* [RECORDS FOR THIS EXERCISE]
(begin)
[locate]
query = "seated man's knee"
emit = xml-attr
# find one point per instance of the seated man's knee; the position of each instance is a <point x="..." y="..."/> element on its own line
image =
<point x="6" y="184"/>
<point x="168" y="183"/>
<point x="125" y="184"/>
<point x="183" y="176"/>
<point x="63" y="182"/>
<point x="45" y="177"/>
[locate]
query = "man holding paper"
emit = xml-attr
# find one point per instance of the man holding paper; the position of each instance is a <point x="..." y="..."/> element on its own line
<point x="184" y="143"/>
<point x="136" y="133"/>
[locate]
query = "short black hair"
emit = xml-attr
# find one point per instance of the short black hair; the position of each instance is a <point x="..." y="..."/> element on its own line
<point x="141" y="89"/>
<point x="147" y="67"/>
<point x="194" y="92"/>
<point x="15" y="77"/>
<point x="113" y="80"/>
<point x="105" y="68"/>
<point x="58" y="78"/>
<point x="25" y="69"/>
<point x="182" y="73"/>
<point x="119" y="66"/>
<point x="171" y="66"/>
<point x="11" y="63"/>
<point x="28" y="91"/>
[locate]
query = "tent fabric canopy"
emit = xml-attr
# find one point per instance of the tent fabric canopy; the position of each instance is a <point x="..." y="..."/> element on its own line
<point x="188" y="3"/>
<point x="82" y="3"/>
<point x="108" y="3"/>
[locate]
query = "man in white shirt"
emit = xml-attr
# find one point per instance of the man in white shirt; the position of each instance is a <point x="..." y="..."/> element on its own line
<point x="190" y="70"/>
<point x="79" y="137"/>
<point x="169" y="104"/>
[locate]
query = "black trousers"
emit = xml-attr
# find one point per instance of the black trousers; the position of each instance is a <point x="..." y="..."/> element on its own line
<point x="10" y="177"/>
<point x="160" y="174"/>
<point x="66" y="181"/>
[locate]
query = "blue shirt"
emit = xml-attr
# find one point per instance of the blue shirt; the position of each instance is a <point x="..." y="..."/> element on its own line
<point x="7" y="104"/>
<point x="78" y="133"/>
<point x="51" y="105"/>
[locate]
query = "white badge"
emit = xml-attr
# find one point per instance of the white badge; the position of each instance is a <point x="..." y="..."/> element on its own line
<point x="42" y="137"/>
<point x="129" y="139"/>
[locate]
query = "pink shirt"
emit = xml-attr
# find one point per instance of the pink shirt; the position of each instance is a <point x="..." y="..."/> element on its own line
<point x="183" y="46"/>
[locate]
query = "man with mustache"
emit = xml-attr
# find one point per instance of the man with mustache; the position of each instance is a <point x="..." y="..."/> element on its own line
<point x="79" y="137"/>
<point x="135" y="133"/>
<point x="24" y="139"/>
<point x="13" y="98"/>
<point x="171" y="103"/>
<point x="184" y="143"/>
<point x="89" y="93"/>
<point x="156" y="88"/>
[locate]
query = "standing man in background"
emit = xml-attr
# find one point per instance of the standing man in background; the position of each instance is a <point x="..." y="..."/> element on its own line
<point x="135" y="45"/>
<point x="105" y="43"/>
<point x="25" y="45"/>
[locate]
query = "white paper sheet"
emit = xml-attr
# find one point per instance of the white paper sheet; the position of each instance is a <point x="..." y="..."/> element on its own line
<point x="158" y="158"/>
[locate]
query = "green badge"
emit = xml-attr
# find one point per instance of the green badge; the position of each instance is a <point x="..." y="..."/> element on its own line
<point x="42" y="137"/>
(end)
(begin)
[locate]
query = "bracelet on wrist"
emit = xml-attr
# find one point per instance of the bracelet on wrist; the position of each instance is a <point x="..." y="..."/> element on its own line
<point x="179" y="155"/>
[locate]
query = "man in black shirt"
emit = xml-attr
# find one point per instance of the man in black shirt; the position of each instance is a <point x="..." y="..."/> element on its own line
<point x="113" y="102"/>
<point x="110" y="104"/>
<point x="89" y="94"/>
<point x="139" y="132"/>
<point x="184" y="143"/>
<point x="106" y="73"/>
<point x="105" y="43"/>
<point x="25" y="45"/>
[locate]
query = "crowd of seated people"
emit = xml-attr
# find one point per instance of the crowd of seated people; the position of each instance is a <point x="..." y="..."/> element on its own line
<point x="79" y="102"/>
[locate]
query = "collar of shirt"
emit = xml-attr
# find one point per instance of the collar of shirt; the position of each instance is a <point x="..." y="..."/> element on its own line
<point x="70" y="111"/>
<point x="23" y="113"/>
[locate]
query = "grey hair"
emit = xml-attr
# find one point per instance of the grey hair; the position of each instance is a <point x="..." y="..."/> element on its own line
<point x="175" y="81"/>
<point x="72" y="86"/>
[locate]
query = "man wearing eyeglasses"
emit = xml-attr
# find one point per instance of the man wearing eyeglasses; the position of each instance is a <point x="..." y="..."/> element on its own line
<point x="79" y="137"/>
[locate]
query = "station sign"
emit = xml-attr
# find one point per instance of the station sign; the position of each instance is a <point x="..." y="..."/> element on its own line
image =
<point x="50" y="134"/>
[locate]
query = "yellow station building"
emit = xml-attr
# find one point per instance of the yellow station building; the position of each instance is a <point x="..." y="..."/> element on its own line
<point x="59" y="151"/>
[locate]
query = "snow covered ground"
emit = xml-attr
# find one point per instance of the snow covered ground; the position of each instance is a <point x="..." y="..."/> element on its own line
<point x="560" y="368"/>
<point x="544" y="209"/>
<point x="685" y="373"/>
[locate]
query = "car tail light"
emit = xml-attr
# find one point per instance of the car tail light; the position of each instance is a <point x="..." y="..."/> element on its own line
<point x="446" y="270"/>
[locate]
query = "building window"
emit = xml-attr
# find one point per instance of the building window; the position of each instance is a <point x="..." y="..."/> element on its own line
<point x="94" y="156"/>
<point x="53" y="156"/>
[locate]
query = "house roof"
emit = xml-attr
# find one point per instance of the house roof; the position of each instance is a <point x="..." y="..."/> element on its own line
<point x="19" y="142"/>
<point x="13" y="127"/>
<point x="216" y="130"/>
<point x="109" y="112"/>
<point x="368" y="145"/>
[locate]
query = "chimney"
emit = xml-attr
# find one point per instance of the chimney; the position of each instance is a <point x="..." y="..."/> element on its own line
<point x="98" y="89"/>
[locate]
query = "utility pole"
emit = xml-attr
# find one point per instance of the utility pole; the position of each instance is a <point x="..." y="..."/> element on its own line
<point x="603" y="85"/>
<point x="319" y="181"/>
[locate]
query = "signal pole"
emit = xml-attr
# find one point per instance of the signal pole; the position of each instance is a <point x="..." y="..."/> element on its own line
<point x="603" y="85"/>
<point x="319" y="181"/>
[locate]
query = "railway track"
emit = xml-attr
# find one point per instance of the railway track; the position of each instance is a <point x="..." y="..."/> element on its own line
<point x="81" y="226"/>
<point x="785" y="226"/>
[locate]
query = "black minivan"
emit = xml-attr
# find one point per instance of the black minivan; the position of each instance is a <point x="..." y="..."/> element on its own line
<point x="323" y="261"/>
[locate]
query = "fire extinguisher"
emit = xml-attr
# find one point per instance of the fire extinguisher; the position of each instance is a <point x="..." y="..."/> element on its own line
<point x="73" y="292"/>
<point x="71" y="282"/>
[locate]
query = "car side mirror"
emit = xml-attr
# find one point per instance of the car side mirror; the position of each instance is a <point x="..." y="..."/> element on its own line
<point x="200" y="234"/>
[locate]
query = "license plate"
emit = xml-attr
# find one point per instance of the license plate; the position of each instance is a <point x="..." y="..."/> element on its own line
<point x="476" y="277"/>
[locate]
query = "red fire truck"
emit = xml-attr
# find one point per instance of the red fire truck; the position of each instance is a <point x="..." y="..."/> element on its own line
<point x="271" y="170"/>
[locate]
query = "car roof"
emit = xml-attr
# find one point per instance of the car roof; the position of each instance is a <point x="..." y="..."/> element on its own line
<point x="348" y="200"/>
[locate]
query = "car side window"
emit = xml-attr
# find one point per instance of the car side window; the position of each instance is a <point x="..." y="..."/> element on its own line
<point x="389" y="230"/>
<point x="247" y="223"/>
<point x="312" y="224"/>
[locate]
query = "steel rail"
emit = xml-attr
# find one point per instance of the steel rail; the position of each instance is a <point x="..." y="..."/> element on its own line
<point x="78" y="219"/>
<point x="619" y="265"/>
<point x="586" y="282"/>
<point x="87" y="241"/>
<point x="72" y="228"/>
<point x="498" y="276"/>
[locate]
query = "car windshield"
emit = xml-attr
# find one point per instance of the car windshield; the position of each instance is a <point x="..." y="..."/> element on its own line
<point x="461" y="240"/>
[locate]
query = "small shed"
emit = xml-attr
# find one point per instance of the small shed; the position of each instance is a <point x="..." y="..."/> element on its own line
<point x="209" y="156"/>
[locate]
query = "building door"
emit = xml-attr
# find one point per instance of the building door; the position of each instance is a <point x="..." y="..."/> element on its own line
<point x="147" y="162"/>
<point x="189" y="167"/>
(end)
* [WORK TO BE COMPLETED] Report every line in the items above that contains the string "badge", with case counting.

* [TASK ANSWER]
query = "white badge"
# find one point per instance of the white badge; the position of each instance is a <point x="..." y="..."/> element on its own line
query = "green badge"
# find one point per instance of the green badge; the position of each instance is a <point x="..." y="..."/> element on its own line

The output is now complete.